Document excerpt
Marine Link
Monday, July 23, 2018

New Research in Biofilms: Fighting Nature with Nature

Maritime Activity Reports, Inc.

June 28, 2018

  • Encrusting biofouling organisms on a metallic surface. Credit: Maria Salta
  • Biofouling organisms on a plastic surface (mussels, algae and bryozoans). Credit: Maria Salta
  • Encrusting biofouling organisms on a metallic surface. Credit: Maria Salta Encrusting biofouling organisms on a metallic surface. Credit: Maria Salta
  • Biofouling organisms on a plastic surface (mussels, algae and bryozoans). Credit: Maria Salta Biofouling organisms on a plastic surface (mussels, algae and bryozoans). Credit: Maria Salta

Underneath the glistening patchwork of blues and greens lurks an intricate world of unique animal communities, diverse landscapes, and changeable conditions. The ocean is also one of the most extraordinary and fascinating ecosystems on the planet - a place that can host both the source of a problem and the solution. In the maritime sector, an estimated $56 million a year is associated with biofouling for the US Navy alone.

Anti-fouling coatings have the potential to reduce millions of tonnes of greenhouse emissions each year, but the industry is yet to find an effective method that is also environmentally friendly. Dr. Maria Salta, an environmental microbiologist at the UK’s University of Portsmouth is exploring how nature's ability to self-clean might hold the secrets we need to keep moving and static structures foul free.  If successful, not only will she save the shipping industry millions, but help protect the planet from further exposure to toxic substances from which marine communities still suffer the impact of today.

 
Anti-fouling coatings reduce 384 million tonnes of carbon dioxide and 3.6 million tonnes of sulfur dioxide each year. The International Maritime Organisation estimates that without corrective action and the introduction of new antifouling technologies, greenhouse gas emissions could increase around 38 percent to 72 percent by 2020.

For over thirty years Tributyltin (TBT) was the active agent in antifouling paints used extensively in the maritime sector. It wasn't until the 1980's that it was realized to be one of the most harmful substances knowingly introduced into the marine environment. TBT was causing severe damage to non-target animals in the wider marine environment, such as deformities in shellfish and mollusk communities, reduced growth of algae and toxic effects in young fish.

Dr. Maria Salta is an expert in marine biofilms with a particular research interest in environmentally friendly anti-fouling coatings. “Until 2003, the maritime industry was using TBT which was successful but a very toxic substance. It was acting against non-target animals, and along with many other side effects, it was changing their sex. The toxins from TBT have been accumulating in the water and sediments since it was first used in the industry in the mid-60s. It took over 30 years to ban it entirely - but by then it already did a lot of irreversible damage."

Salta’s research explores solutions that mimic natural systems to stop marine growth on ship hulls. Scientists have studied in microscopic detail what makes the skin of whales, sharks, and some other marine creatures capable of deterring barnacles, mussels, and algae which attach to human-made structures left in the sea for an extended period of time. While the first layer of colonization (biofilms) are hugely important, it is often ignored in research.

Salta explains, “Biofilms (aka slime) are the first layer of colonization made up mainly of diatoms and bacteria. Many people believe this layer is the first to form on a surface but also acts as a food source for larger organisms, such as spores and larvae, that eventually firmly attach.  The biofilm alone can cause up to 18 percent of fuel penalty with less than 1-millimeter thickness. So, not only is it a food source but creates huge issues by themselves including surface roughness that impacts the hydrodynamics of the ship, pitting and biocorrosion of marine pipelines, aquaculture and more – not just ships."

Work instruction 1
According to the biofilms article, which substance was the active agent in antifouling paints for over thirty years?
Work instruction 2
Using the biofilms article, explain why biofilms cause serious problems on their own rather than only serving as food for larger organisms.
Base your answers only on the biofilms article.

Data section
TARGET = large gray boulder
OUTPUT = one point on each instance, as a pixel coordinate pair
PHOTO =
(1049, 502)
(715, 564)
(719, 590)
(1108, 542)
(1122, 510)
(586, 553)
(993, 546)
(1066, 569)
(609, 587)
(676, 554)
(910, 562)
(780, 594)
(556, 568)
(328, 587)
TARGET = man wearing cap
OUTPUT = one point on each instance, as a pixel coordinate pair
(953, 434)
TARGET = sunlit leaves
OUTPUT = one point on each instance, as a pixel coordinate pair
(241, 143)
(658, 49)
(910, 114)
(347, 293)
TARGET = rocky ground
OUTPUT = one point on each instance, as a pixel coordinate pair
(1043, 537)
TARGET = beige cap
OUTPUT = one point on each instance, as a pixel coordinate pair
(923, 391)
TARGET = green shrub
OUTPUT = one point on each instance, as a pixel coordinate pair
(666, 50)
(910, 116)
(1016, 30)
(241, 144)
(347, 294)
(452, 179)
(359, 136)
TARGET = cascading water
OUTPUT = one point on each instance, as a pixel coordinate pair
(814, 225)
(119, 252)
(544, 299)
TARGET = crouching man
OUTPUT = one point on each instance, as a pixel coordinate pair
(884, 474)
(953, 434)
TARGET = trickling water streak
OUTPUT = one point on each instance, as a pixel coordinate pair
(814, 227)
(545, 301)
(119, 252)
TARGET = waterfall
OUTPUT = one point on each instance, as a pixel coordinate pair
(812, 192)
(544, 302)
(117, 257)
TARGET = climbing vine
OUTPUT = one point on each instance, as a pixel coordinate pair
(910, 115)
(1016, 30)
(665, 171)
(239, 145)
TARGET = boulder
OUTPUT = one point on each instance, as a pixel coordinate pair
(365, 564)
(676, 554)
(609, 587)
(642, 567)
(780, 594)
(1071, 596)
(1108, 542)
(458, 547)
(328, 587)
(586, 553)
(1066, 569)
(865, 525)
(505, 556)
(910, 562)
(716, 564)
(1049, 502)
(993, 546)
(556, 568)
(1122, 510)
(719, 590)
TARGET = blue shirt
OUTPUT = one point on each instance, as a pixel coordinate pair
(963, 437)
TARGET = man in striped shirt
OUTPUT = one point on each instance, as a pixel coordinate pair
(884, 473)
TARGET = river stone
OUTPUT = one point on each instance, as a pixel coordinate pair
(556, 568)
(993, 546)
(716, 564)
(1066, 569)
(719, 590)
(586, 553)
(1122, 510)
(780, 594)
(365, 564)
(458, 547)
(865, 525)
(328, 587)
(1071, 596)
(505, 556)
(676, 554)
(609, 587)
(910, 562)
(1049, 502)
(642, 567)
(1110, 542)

Exercise solution 1
Tributyltin (TBT) was the active agent.

Exercise solution 2
A biofilm less than 1 millimeter thick can cause up to an 18 percent fuel penalty. It also creates surface roughness that affects a ship's hydrodynamics, and it causes pitting and biocorrosion of marine pipelines, aquaculture and more.